Your assignment
Reproduce each entry exactly as written.

-------- Task inputs --------

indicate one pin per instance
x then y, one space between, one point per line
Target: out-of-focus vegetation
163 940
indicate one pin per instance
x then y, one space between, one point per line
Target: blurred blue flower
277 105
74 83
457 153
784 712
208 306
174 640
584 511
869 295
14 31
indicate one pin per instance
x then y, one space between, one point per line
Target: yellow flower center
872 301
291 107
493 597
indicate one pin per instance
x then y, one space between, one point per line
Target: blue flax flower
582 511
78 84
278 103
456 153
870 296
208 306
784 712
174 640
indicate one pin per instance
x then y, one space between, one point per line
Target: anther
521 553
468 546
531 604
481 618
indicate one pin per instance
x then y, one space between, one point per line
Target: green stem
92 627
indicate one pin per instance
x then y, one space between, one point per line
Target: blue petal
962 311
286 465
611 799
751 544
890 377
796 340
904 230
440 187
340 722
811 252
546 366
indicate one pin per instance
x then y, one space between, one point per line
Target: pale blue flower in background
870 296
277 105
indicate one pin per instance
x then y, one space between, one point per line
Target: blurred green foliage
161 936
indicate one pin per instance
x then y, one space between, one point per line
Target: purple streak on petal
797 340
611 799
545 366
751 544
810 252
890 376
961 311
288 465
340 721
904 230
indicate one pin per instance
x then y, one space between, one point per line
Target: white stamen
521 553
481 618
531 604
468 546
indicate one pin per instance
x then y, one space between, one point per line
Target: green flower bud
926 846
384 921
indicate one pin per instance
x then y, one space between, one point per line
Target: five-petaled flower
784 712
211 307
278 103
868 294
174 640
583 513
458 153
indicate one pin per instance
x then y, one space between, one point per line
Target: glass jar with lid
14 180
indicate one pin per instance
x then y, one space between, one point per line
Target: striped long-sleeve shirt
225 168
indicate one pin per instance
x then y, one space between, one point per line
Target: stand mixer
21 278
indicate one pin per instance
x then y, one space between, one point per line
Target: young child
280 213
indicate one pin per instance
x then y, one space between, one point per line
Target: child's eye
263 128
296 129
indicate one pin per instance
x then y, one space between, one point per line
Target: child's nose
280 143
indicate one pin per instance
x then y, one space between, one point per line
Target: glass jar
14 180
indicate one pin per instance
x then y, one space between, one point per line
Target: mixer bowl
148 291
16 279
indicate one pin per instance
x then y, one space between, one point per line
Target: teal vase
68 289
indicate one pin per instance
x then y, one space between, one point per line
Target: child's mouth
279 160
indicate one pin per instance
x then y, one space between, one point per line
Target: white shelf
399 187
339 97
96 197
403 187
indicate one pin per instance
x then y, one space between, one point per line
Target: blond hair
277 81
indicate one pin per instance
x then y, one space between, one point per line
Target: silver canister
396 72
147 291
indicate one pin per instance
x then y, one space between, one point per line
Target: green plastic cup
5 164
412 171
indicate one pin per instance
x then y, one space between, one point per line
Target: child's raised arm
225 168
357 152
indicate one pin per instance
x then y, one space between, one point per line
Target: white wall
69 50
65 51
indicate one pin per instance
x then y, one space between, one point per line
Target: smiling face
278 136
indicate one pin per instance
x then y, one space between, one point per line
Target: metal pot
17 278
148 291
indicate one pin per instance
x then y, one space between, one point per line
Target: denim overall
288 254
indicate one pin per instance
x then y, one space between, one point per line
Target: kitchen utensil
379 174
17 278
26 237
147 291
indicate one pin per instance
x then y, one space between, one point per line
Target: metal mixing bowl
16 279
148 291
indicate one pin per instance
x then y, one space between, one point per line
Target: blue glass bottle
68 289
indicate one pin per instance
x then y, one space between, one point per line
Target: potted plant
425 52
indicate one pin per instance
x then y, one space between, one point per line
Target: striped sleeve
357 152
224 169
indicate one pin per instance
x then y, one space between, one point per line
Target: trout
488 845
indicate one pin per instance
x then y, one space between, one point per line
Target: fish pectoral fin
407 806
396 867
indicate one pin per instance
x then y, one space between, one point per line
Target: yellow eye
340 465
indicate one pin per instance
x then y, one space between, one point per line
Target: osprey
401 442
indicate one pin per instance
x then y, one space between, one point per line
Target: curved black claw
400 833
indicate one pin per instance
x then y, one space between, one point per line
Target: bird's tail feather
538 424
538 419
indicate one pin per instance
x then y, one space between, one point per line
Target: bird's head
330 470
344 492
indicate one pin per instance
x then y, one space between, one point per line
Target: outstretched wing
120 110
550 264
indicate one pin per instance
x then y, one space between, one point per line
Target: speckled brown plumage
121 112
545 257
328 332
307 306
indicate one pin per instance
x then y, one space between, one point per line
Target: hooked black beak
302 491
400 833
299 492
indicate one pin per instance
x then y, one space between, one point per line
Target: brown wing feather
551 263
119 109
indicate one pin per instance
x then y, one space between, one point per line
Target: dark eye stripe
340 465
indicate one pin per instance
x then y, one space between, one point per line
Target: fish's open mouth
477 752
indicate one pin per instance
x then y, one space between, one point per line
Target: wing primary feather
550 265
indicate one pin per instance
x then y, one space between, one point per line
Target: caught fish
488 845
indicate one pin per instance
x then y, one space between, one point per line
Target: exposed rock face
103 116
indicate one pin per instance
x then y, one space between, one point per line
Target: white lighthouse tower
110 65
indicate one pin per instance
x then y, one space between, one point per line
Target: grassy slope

--------

Solution to this task
indicate one pin per instance
x then y, one space between, one point per line
Target: out-of-focus vegetation
163 940
indicate one pin per instance
x then y, one space between, one point per line
Target: blurred blue flower
277 105
74 83
457 153
784 712
208 306
174 640
584 511
869 295
14 31
indicate one pin per instance
x then y, one space between, one point per line
Target: yellow flower center
872 301
291 107
493 597
indicate one pin per instance
x then y, one space between, one point per line
Target: blue flax flower
582 511
78 84
278 103
456 153
870 296
208 306
784 712
174 640
indicate one pin per instance
x then y, one space between, one point per line
Target: anther
521 553
468 546
531 604
481 618
indicate one pin per instance
x then y, one space between, one point per line
Target: green stem
92 627
indicate one pin per instance
x then y, one space between, one point per line
Target: blue petal
962 311
286 465
611 799
751 544
890 377
796 340
904 230
440 187
340 722
811 252
546 366
indicate one pin per instance
x then y, one space between, one point per line
Target: pale blue flower in background
870 296
277 105
indicate one pin per instance
x then y, one space between, one point per line
Target: blurred green foliage
161 936
indicate one pin per instance
x then y, one space between, one point per line
Target: purple streak on petal
797 340
611 799
545 366
751 544
810 252
890 376
961 311
288 465
340 721
904 230
indicate one pin per instance
x then y, one space between, one point per line
Target: white stamen
521 553
481 618
531 604
468 546
indicate one pin per instance
x then y, one space between, one point per line
Target: green flower bud
926 846
384 921
indicate one pin per instance
x then y, one space between, one point per line
Target: five-petaled flower
784 712
211 307
278 103
868 294
174 640
583 513
458 153
indicate one pin per instance
x then y, one space between, one point per line
Target: glass jar with lid
14 180
indicate one pin per instance
x then y, one space between, one point per line
Target: striped long-sleeve shirt
225 168
indicate one pin per instance
x then y, one space between, one point per line
Target: stand mixer
21 278
indicate one pin per instance
x then y, one space between, one point per line
Target: young child
280 213
indicate one pin per instance
x then y, one space between, one point per line
Target: child's eye
263 128
296 129
indicate one pin per instance
x then y, one space between, one point per line
Target: child's nose
280 143
indicate one pin per instance
x then y, one space between, one point per line
Target: glass jar
14 180
indicate one pin per instance
x then y, one space between, one point per line
Target: mixer bowl
148 291
16 279
indicate one pin per instance
x then y, one space between, one point per line
Target: teal vase
68 289
indicate one pin per instance
x then y, one space between, one point per line
Target: child's mouth
279 160
indicate one pin per instance
x then y, one space between, one point per line
Target: white shelf
399 187
339 97
96 197
403 187
indicate one pin per instance
x then y, one space between, one point per line
Target: blond hair
277 81
indicate one pin per instance
x then y, one space between, one point per line
Target: silver canister
396 72
147 291
indicate one pin per instance
x then y, one space between, one point per line
Target: green plastic cup
5 164
412 171
indicate one pin per instance
x then y, one space between, one point per line
Target: child's raised arm
225 168
357 152
indicate one pin per instance
x then y, one space between, one point per line
Target: white wall
69 50
65 51
indicate one pin per instance
x then y, one space between, one point per line
Target: smiling face
278 136
indicate one pin per instance
x then y, one space between, one point per line
Target: metal pot
17 278
148 291
indicate one pin per instance
x then y, one space between, one point per line
Target: denim overall
288 254
indicate one pin per instance
x then y, one space between, one point per line
Target: kitchen utensil
379 174
17 278
26 237
147 291
indicate one pin per instance
x then y, one space between, one point per line
Target: metal mixing bowl
16 279
148 291
indicate one pin per instance
x then y, one space between, one point per line
Target: blue glass bottle
68 289
indicate one pin per instance
x then y, one space between, one point per line
Target: potted plant
425 52
indicate one pin per instance
x then y, one space between, one point per line
Target: striped sleeve
357 152
224 169
indicate one pin per instance
x then y, one space between, one point per line
Target: trout
488 845
indicate one pin per instance
x then y, one space between, one point per line
Target: fish pectoral fin
407 806
396 867
indicate one pin per instance
x then y, one space between, one point per line
Target: yellow eye
340 465
indicate one pin per instance
x then y, one space between, one point per line
Target: osprey
401 442
indicate one pin per instance
x then y, one space between, one point per line
Target: curved black claw
400 833
indicate one pin per instance
x then y, one space between, one point per line
Target: bird's tail feather
538 424
538 419
indicate one pin per instance
x then y, one space between, one point per line
Target: bird's head
330 470
344 492
indicate one pin per instance
x then y, one space between, one point per line
Target: outstretched wing
120 110
550 264
indicate one pin per instance
x then y, one space between, one point per line
Target: speckled brown plumage
121 112
545 257
328 332
307 306
indicate one pin per instance
x then y, one space between, one point per line
Target: hooked black beak
302 491
400 833
299 492
indicate one pin per instance
x then y, one space between, one point per line
Target: brown wing feather
551 263
119 109
indicate one pin per instance
x then y, one space between, one point per line
Target: dark eye stripe
340 465
indicate one pin per instance
x then y, one space between, one point per line
Target: fish's open mouth
477 752
indicate one pin per instance
x then y, one space between, one point per line
Target: wing primary feather
550 265
indicate one pin per instance
x then y, one space between, one point per line
Target: caught fish
488 845
indicate one pin per instance
x then y, one space between, one point per line
Target: exposed rock face
103 116
indicate one pin per instance
x then y, one space between, one point per line
Target: white lighthouse tower
110 65
indicate one pin per instance
x then y, one space between, one point per line
Target: grassy slope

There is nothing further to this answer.